---- Dataset excerpts
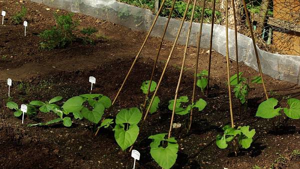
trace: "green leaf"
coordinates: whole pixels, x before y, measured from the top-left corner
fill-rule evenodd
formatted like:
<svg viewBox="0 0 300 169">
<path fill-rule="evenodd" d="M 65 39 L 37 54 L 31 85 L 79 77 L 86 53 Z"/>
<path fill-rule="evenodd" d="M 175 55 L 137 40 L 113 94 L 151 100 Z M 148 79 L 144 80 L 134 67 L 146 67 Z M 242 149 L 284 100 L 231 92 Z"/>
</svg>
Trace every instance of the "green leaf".
<svg viewBox="0 0 300 169">
<path fill-rule="evenodd" d="M 102 116 L 104 114 L 105 108 L 103 104 L 96 103 L 92 111 L 90 111 L 86 108 L 84 108 L 81 112 L 84 117 L 89 121 L 98 124 L 101 120 Z"/>
<path fill-rule="evenodd" d="M 73 115 L 75 119 L 82 120 L 84 118 L 84 116 L 80 112 L 73 112 Z"/>
<path fill-rule="evenodd" d="M 49 102 L 48 102 L 49 104 L 51 104 L 52 103 L 54 103 L 54 102 L 58 102 L 60 100 L 61 100 L 62 99 L 62 97 L 61 96 L 56 96 L 56 97 L 52 98 L 50 100 L 49 100 Z"/>
<path fill-rule="evenodd" d="M 201 90 L 203 92 L 203 90 L 208 86 L 208 80 L 206 78 L 202 78 L 198 79 L 197 80 L 197 86 L 201 88 Z"/>
<path fill-rule="evenodd" d="M 102 95 L 102 94 L 84 94 L 80 95 L 79 96 L 86 98 L 98 98 Z"/>
<path fill-rule="evenodd" d="M 278 103 L 278 100 L 274 98 L 270 98 L 262 102 L 258 106 L 256 116 L 264 118 L 271 118 L 278 116 L 279 112 L 282 108 L 274 109 Z"/>
<path fill-rule="evenodd" d="M 18 110 L 14 112 L 14 116 L 16 117 L 20 117 L 21 115 L 22 115 L 22 114 L 23 112 L 22 112 L 22 111 L 21 111 L 20 110 Z"/>
<path fill-rule="evenodd" d="M 240 72 L 238 73 L 238 80 L 240 80 L 240 82 L 244 82 L 246 80 L 246 78 L 242 78 L 242 72 Z M 236 74 L 234 74 L 230 78 L 230 85 L 236 86 L 239 83 L 238 82 L 238 76 L 236 75 Z"/>
<path fill-rule="evenodd" d="M 110 108 L 112 106 L 112 100 L 108 97 L 105 96 L 102 96 L 100 97 L 99 97 L 98 102 L 103 104 L 106 108 Z"/>
<path fill-rule="evenodd" d="M 18 104 L 14 102 L 8 102 L 6 103 L 6 107 L 11 110 L 14 109 L 16 110 L 18 110 Z"/>
<path fill-rule="evenodd" d="M 130 125 L 128 130 L 126 131 L 124 125 L 117 124 L 114 130 L 116 142 L 122 150 L 124 150 L 134 143 L 138 138 L 140 129 L 137 125 L 134 124 Z"/>
<path fill-rule="evenodd" d="M 225 136 L 218 135 L 216 138 L 216 144 L 220 148 L 226 148 L 228 144 L 226 143 Z"/>
<path fill-rule="evenodd" d="M 98 128 L 102 128 L 104 126 L 104 128 L 107 128 L 110 126 L 110 125 L 114 124 L 113 120 L 114 119 L 106 118 L 102 122 L 101 125 Z"/>
<path fill-rule="evenodd" d="M 240 128 L 240 132 L 243 134 L 245 135 L 248 138 L 252 138 L 255 135 L 255 130 L 252 129 L 251 131 L 249 130 L 249 126 L 243 126 Z"/>
<path fill-rule="evenodd" d="M 66 117 L 64 118 L 64 126 L 69 127 L 72 126 L 72 120 L 71 120 L 71 118 L 69 117 Z"/>
<path fill-rule="evenodd" d="M 262 84 L 262 77 L 260 77 L 260 76 L 254 76 L 251 82 L 254 84 Z"/>
<path fill-rule="evenodd" d="M 164 138 L 166 134 L 158 134 L 148 138 L 152 140 L 150 144 L 150 154 L 160 167 L 163 168 L 170 168 L 176 162 L 178 146 L 174 143 L 176 142 L 176 140 L 174 138 L 165 140 Z M 160 142 L 162 140 L 166 141 L 168 142 L 168 146 L 166 148 L 160 146 Z"/>
<path fill-rule="evenodd" d="M 207 102 L 202 98 L 200 98 L 194 106 L 194 108 L 198 108 L 198 111 L 202 111 L 207 105 Z"/>
<path fill-rule="evenodd" d="M 156 96 L 154 97 L 153 102 L 152 103 L 151 108 L 150 108 L 150 110 L 149 110 L 149 112 L 150 112 L 150 114 L 152 114 L 157 111 L 158 108 L 158 104 L 160 102 L 160 100 L 158 96 Z M 148 105 L 147 108 L 149 108 L 149 105 Z"/>
<path fill-rule="evenodd" d="M 238 138 L 238 144 L 242 145 L 244 148 L 247 149 L 251 146 L 253 141 L 252 138 L 248 138 L 246 136 L 240 135 Z"/>
<path fill-rule="evenodd" d="M 38 100 L 32 101 L 29 104 L 32 105 L 38 106 L 42 106 L 45 105 L 46 104 L 44 102 L 38 101 Z"/>
<path fill-rule="evenodd" d="M 290 108 L 286 108 L 284 109 L 286 116 L 292 119 L 300 119 L 300 100 L 290 98 L 288 100 L 288 104 Z"/>
<path fill-rule="evenodd" d="M 84 107 L 82 106 L 84 102 L 84 100 L 82 98 L 76 96 L 66 100 L 62 108 L 67 112 L 67 114 L 70 112 L 78 112 Z"/>
<path fill-rule="evenodd" d="M 132 124 L 138 124 L 142 119 L 142 113 L 136 108 L 129 109 L 122 109 L 116 114 L 116 124 L 128 123 Z"/>
<path fill-rule="evenodd" d="M 149 88 L 150 82 L 150 80 L 146 80 L 142 82 L 142 86 L 140 86 L 140 89 L 142 91 L 142 92 L 145 94 L 146 94 L 148 92 L 148 88 Z M 152 92 L 155 90 L 156 86 L 156 82 L 152 80 L 151 82 L 151 86 L 150 87 L 150 92 Z"/>
</svg>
--------
Pictures appear in the records above. Output everything except them, exactly.

— Written response —
trace: "green leaf"
coordinates: whole pixels, x before y, measured from the top-left corner
fill-rule evenodd
formatted like:
<svg viewBox="0 0 300 169">
<path fill-rule="evenodd" d="M 65 39 L 37 54 L 31 85 L 79 77 L 86 53 Z"/>
<path fill-rule="evenodd" d="M 175 55 L 137 40 L 113 94 L 151 100 Z M 148 79 L 144 80 L 134 67 L 146 67 Z M 242 149 L 284 100 L 231 92 Z"/>
</svg>
Trace every instance of the "green leaf".
<svg viewBox="0 0 300 169">
<path fill-rule="evenodd" d="M 102 116 L 104 114 L 105 108 L 103 104 L 96 103 L 92 111 L 90 111 L 86 108 L 84 108 L 81 112 L 84 117 L 89 121 L 98 124 L 101 120 Z"/>
<path fill-rule="evenodd" d="M 73 115 L 75 119 L 82 120 L 84 118 L 84 116 L 80 112 L 73 112 Z"/>
<path fill-rule="evenodd" d="M 49 102 L 48 102 L 49 104 L 51 104 L 52 103 L 54 103 L 54 102 L 58 102 L 60 100 L 61 100 L 62 99 L 62 97 L 61 96 L 56 96 L 56 97 L 52 98 L 50 100 L 49 100 Z"/>
<path fill-rule="evenodd" d="M 201 90 L 203 92 L 203 90 L 208 86 L 208 80 L 206 78 L 202 78 L 198 79 L 197 80 L 197 86 L 201 88 Z"/>
<path fill-rule="evenodd" d="M 102 95 L 102 94 L 84 94 L 80 95 L 79 96 L 86 98 L 98 98 Z"/>
<path fill-rule="evenodd" d="M 278 103 L 278 100 L 274 98 L 270 98 L 262 102 L 258 106 L 256 116 L 264 118 L 271 118 L 278 116 L 279 112 L 282 108 L 274 109 Z"/>
<path fill-rule="evenodd" d="M 18 110 L 14 112 L 14 116 L 16 117 L 20 117 L 21 115 L 22 115 L 22 114 L 23 112 L 22 112 L 22 111 L 21 111 L 20 110 Z"/>
<path fill-rule="evenodd" d="M 240 72 L 238 73 L 238 80 L 240 80 L 240 82 L 244 82 L 246 80 L 246 78 L 242 78 L 242 72 Z M 236 74 L 234 74 L 230 78 L 230 85 L 236 86 L 239 83 L 238 82 L 238 76 L 236 75 Z"/>
<path fill-rule="evenodd" d="M 110 108 L 112 106 L 112 100 L 108 97 L 105 96 L 102 96 L 100 97 L 99 97 L 98 102 L 103 104 L 106 108 Z"/>
<path fill-rule="evenodd" d="M 18 104 L 14 102 L 8 102 L 6 103 L 6 107 L 11 110 L 14 109 L 16 110 L 18 110 Z"/>
<path fill-rule="evenodd" d="M 130 125 L 128 130 L 126 131 L 124 125 L 117 124 L 114 130 L 116 142 L 122 150 L 124 150 L 134 143 L 138 138 L 140 129 L 137 125 L 134 124 Z"/>
<path fill-rule="evenodd" d="M 225 136 L 218 135 L 216 138 L 216 144 L 220 148 L 226 148 L 228 144 L 226 143 Z"/>
<path fill-rule="evenodd" d="M 98 128 L 102 128 L 104 126 L 104 128 L 107 128 L 110 126 L 110 125 L 114 124 L 113 120 L 114 119 L 106 118 L 102 122 L 101 125 Z"/>
<path fill-rule="evenodd" d="M 240 128 L 240 132 L 243 134 L 245 135 L 248 138 L 252 138 L 255 135 L 255 130 L 252 129 L 251 131 L 249 130 L 249 126 L 243 126 Z"/>
<path fill-rule="evenodd" d="M 66 117 L 64 118 L 64 126 L 69 127 L 72 126 L 72 120 L 71 120 L 71 118 L 69 117 Z"/>
<path fill-rule="evenodd" d="M 262 84 L 262 77 L 260 77 L 260 76 L 254 76 L 251 82 L 254 84 Z"/>
<path fill-rule="evenodd" d="M 164 138 L 166 134 L 158 134 L 148 138 L 152 140 L 150 144 L 150 154 L 160 167 L 163 168 L 170 168 L 176 162 L 178 146 L 174 143 L 176 142 L 176 140 L 174 138 L 165 140 Z M 160 142 L 162 140 L 166 141 L 168 142 L 168 146 L 166 148 L 160 146 Z"/>
<path fill-rule="evenodd" d="M 207 102 L 202 98 L 200 98 L 194 106 L 194 108 L 198 108 L 198 111 L 202 111 L 207 105 Z"/>
<path fill-rule="evenodd" d="M 156 96 L 154 97 L 153 102 L 152 103 L 151 108 L 150 108 L 150 110 L 149 110 L 149 112 L 150 112 L 150 114 L 152 114 L 157 111 L 158 108 L 158 104 L 160 102 L 160 100 L 158 96 Z M 148 105 L 147 108 L 149 108 L 149 105 Z"/>
<path fill-rule="evenodd" d="M 238 138 L 238 144 L 242 145 L 244 148 L 247 149 L 251 146 L 253 141 L 252 138 L 248 138 L 246 136 L 240 135 Z"/>
<path fill-rule="evenodd" d="M 38 100 L 32 101 L 29 104 L 32 105 L 38 106 L 42 106 L 45 105 L 46 104 L 44 102 L 38 101 Z"/>
<path fill-rule="evenodd" d="M 290 108 L 286 108 L 284 109 L 286 116 L 292 119 L 300 119 L 300 100 L 290 98 L 288 100 L 288 104 Z"/>
<path fill-rule="evenodd" d="M 84 107 L 82 106 L 84 102 L 84 100 L 82 98 L 76 96 L 66 100 L 62 108 L 67 112 L 67 114 L 70 112 L 78 112 Z"/>
<path fill-rule="evenodd" d="M 132 124 L 138 124 L 142 119 L 142 113 L 136 108 L 129 109 L 122 109 L 116 114 L 116 124 L 128 123 Z"/>
<path fill-rule="evenodd" d="M 149 88 L 150 82 L 150 80 L 146 80 L 142 82 L 142 86 L 140 86 L 140 89 L 142 91 L 142 92 L 145 94 L 146 94 L 148 92 L 148 88 Z M 152 92 L 155 90 L 156 86 L 156 82 L 152 80 L 151 82 L 151 86 L 150 87 L 150 92 Z"/>
</svg>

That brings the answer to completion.